- WHAT YOU SHOULD DO: The data follows this line. Copy verbatim the line with "I was told the white line" and each line after it to the end.

-- ENTRIES SUPPLIED follows --

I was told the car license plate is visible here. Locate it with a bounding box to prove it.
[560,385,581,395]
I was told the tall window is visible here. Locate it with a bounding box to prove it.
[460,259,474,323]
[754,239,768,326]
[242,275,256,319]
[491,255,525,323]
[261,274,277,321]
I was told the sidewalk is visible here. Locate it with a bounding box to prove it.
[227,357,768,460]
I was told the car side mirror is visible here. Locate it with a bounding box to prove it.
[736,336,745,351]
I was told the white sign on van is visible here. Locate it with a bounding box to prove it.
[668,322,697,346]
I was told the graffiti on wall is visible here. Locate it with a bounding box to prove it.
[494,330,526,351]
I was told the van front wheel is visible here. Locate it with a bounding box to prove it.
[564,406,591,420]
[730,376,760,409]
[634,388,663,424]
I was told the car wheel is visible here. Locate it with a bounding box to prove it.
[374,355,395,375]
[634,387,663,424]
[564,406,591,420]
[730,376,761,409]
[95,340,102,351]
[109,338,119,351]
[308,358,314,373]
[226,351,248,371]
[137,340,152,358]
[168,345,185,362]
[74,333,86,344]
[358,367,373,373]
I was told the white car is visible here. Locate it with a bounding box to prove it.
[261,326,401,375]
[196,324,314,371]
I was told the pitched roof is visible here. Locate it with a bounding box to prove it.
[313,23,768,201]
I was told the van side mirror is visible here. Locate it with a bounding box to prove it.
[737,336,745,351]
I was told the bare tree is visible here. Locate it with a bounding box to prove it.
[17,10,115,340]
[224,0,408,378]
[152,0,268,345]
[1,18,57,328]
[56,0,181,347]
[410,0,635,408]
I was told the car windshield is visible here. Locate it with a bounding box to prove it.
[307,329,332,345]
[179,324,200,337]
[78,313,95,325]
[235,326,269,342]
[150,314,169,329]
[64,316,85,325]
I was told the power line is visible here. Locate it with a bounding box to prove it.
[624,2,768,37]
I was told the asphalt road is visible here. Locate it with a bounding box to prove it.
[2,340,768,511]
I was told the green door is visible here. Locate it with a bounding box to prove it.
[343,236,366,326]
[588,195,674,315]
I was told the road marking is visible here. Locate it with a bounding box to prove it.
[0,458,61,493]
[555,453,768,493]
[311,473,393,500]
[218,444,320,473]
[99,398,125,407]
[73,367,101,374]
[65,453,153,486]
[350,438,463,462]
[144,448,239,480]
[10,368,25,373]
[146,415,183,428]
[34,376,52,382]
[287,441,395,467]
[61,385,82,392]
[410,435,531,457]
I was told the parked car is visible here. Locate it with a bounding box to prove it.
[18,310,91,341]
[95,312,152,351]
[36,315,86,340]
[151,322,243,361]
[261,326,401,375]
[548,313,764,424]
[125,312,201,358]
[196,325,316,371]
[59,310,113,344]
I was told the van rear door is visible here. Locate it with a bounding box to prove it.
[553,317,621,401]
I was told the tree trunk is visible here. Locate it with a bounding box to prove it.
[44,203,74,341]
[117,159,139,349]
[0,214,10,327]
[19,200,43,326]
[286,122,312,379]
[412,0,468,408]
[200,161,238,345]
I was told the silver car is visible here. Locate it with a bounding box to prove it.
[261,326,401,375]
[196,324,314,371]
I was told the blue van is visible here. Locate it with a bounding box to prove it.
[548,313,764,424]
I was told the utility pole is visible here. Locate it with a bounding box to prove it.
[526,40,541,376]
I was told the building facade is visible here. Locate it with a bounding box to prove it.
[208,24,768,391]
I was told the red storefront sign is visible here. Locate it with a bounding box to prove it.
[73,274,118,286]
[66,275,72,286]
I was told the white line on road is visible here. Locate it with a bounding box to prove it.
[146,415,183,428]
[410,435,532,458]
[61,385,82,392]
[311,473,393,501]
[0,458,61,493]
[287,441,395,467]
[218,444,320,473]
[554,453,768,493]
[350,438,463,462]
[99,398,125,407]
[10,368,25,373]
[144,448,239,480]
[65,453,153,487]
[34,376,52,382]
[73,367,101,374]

-- ENTRIES SUPPLIED concluded --

- TASK RESULT:
I was told the white line on road is visible here. Locate it with a bounding box to prove it.
[146,415,183,428]
[410,435,532,458]
[61,385,82,392]
[311,473,393,501]
[0,458,61,493]
[287,441,395,467]
[218,444,320,473]
[554,453,768,493]
[350,438,463,462]
[99,398,125,407]
[10,368,25,373]
[144,448,239,480]
[65,453,153,487]
[34,376,52,382]
[73,367,101,374]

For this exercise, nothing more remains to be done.